Work instruction ▸
Look through the records below for the line with "Target: sign post" and the line with "output point(239, 22)", then return those lines and all lines between, exactly.
*** Study material Section Begins ***
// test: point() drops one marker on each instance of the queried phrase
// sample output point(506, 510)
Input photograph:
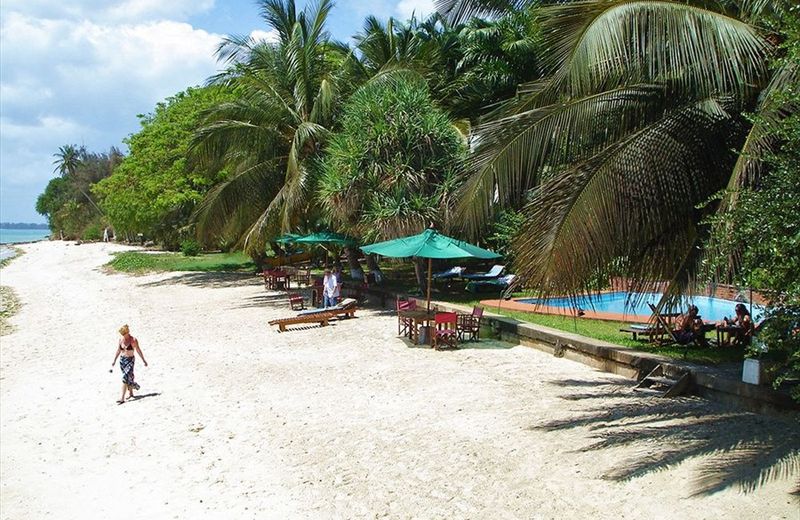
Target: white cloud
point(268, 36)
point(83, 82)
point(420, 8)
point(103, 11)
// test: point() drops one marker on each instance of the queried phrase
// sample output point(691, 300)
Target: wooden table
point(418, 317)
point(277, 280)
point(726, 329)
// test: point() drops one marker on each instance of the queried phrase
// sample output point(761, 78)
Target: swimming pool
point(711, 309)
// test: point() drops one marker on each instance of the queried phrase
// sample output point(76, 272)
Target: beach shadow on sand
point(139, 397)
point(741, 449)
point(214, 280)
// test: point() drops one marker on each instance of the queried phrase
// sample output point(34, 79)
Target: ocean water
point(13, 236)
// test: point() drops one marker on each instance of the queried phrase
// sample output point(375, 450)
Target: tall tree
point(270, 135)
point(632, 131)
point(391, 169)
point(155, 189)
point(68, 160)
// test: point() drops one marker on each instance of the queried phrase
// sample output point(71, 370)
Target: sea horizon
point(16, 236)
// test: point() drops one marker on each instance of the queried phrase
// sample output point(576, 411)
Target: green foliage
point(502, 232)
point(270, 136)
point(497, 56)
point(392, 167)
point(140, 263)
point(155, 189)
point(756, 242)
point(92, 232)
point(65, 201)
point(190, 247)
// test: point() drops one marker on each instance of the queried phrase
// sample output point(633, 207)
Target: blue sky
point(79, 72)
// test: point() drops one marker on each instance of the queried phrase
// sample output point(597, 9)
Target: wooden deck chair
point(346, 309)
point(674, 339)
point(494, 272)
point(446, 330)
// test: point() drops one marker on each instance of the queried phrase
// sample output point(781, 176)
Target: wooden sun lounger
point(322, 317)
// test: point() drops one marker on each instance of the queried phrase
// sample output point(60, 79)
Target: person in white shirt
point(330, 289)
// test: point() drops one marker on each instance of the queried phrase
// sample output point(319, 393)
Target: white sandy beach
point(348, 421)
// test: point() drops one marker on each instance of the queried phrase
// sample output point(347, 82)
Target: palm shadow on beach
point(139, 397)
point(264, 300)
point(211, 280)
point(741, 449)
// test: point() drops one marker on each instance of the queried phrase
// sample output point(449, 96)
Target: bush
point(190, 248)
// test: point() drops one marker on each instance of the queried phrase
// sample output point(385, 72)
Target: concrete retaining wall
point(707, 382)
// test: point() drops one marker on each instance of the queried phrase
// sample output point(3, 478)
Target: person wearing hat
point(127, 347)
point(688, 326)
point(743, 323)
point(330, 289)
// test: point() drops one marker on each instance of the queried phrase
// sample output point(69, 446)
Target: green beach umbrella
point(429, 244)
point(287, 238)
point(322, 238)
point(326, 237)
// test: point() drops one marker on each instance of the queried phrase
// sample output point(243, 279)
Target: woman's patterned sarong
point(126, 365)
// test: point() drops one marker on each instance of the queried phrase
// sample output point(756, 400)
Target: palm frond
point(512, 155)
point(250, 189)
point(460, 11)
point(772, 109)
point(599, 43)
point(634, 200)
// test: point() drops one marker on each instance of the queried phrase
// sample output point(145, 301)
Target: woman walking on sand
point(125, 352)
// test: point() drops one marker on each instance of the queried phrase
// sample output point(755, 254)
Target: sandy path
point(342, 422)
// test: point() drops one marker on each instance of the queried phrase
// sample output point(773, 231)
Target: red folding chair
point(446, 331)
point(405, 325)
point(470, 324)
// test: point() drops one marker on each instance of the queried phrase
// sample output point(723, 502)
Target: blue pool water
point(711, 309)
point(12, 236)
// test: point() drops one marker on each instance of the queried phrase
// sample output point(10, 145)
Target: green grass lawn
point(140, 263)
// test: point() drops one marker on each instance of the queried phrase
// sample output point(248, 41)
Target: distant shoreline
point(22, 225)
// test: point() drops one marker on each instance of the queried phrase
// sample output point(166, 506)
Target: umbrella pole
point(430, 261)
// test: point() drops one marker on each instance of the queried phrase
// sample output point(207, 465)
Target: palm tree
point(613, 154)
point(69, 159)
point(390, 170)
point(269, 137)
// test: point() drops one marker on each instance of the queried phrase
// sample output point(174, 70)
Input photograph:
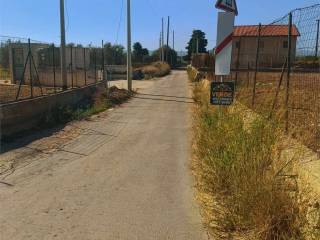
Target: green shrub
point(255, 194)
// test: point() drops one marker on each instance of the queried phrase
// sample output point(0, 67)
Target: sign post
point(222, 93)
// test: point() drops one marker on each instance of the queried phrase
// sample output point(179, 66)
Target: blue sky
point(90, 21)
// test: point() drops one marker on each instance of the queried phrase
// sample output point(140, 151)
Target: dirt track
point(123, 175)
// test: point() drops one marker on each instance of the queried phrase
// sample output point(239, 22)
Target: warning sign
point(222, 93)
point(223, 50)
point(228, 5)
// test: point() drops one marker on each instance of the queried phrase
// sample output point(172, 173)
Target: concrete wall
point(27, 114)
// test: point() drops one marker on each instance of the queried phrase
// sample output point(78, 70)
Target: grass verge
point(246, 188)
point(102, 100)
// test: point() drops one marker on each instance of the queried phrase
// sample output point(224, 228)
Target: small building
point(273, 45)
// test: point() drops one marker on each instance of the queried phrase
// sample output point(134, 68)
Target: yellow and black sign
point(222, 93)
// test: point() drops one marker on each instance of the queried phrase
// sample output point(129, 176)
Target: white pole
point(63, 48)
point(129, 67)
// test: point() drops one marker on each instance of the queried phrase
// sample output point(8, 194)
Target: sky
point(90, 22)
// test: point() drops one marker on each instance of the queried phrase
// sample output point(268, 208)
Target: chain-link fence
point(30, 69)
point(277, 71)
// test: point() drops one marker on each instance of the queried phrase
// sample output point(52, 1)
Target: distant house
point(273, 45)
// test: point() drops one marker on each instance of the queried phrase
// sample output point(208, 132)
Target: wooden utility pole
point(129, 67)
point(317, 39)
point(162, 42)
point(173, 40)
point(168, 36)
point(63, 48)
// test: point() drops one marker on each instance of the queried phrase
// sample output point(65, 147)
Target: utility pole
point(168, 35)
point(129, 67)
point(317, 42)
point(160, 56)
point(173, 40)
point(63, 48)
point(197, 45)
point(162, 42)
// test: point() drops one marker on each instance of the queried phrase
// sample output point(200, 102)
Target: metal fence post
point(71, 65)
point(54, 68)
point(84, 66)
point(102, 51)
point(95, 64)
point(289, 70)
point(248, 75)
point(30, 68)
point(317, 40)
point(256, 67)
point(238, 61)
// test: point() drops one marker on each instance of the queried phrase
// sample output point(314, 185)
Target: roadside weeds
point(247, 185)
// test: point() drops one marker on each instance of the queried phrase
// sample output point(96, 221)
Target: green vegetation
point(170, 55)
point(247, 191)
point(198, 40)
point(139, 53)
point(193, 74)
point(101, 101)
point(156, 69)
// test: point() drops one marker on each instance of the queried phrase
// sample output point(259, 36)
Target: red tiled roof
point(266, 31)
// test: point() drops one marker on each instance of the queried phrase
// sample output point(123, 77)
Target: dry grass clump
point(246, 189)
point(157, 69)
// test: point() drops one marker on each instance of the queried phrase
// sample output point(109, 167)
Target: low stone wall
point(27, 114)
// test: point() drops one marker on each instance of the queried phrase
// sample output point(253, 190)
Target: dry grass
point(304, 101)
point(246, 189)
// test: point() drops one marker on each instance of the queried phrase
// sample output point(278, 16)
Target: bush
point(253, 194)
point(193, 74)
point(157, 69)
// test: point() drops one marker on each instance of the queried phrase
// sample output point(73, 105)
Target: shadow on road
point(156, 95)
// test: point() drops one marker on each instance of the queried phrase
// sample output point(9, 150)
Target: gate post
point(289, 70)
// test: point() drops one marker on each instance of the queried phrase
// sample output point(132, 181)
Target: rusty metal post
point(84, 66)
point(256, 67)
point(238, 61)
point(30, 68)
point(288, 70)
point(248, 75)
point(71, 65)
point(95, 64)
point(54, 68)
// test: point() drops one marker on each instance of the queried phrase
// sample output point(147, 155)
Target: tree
*** Study material Section Ends ***
*** Study material Section Begins ***
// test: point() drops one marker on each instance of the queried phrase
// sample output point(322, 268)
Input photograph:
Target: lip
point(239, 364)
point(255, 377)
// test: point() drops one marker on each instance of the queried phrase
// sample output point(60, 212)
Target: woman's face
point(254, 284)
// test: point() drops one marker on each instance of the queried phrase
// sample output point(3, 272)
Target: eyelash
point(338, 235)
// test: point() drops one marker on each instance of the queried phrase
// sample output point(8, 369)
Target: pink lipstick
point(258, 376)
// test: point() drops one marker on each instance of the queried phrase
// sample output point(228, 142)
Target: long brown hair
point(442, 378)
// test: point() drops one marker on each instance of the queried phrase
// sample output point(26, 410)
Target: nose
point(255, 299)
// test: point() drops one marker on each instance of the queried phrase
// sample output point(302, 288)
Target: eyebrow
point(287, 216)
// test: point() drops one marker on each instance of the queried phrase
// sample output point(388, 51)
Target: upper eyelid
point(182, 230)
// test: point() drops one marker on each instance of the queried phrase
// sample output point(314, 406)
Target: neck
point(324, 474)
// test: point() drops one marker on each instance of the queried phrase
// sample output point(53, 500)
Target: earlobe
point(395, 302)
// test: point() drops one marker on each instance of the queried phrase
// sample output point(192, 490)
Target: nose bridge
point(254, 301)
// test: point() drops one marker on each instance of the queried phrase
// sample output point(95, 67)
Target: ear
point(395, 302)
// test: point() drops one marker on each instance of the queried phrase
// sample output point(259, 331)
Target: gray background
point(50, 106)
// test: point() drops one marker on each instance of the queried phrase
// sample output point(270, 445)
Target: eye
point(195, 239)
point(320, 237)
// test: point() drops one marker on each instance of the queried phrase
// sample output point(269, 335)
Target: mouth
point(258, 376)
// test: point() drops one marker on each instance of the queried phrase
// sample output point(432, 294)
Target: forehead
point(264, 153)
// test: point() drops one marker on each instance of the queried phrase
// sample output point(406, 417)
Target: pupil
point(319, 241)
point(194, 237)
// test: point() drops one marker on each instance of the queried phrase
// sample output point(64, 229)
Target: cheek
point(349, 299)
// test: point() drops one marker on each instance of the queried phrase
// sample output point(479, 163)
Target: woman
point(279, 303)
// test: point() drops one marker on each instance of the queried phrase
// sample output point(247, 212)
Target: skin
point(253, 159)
*** Study material Section Ends ***
Task result ▸
Target: sign post
point(222, 93)
// test: point() drops one marker on each instance of the queried phrase
// sample output point(179, 66)
Target: blue sky
point(90, 21)
// test: point() drops one marker on each instance of the queried phrase
// sample output point(140, 151)
Target: dirt track
point(123, 175)
// test: point() drops one marker on each instance of the queried phrase
// sample output point(239, 22)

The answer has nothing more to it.